**Listing**

========================================================================

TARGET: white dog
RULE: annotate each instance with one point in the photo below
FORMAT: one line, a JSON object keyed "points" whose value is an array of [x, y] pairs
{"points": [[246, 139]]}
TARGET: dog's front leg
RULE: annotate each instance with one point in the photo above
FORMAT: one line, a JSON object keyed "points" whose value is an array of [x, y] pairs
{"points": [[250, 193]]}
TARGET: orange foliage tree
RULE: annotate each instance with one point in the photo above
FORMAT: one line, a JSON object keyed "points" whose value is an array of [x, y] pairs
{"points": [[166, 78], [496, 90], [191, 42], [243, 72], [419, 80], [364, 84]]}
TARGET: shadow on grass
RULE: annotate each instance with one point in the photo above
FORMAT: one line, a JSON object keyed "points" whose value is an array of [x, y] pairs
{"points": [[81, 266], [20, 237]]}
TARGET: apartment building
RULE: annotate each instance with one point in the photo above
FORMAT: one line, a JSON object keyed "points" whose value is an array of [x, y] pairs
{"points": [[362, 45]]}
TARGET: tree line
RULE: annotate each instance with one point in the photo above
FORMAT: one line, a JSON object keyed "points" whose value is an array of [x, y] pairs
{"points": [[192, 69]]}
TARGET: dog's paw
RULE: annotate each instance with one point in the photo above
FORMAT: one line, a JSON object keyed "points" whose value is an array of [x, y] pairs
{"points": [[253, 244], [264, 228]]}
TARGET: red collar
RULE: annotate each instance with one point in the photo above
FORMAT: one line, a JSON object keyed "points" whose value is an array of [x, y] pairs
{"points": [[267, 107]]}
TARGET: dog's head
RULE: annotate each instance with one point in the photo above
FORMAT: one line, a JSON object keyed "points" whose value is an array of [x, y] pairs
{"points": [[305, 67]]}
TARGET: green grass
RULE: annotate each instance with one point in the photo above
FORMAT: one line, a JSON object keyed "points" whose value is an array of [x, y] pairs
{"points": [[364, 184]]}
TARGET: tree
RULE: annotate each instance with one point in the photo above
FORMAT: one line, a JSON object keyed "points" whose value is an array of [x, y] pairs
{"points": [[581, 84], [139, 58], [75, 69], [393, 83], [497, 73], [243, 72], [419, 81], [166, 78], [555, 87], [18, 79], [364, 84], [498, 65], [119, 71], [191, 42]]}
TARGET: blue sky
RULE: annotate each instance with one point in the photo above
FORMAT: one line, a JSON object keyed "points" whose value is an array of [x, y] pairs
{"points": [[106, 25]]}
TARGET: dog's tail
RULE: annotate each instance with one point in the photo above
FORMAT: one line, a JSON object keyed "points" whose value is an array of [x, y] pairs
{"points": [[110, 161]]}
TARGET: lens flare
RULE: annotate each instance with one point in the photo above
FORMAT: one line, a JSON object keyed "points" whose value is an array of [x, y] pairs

========================================================================

**The request**
Can you rewrite the listing starting at the line that contains "TARGET: dog's tail" and ending at the last line of the listing, keeping every line, requests included, but with each coordinate in the answers scaled by 2.3 and rounded to a whole number, halves rounding up?

**Task solution**
TARGET: dog's tail
RULE: annotate each instance with one point in the photo above
FORMAT: one line, a JSON object keyed "points" whose value is an array of [x, y] pairs
{"points": [[253, 370]]}
TARGET: lens flare
RULE: annotate each instance with one point in the photo above
FORMAT: one line, a JSON object keyed "points" whose value is an array of [x, y] pairs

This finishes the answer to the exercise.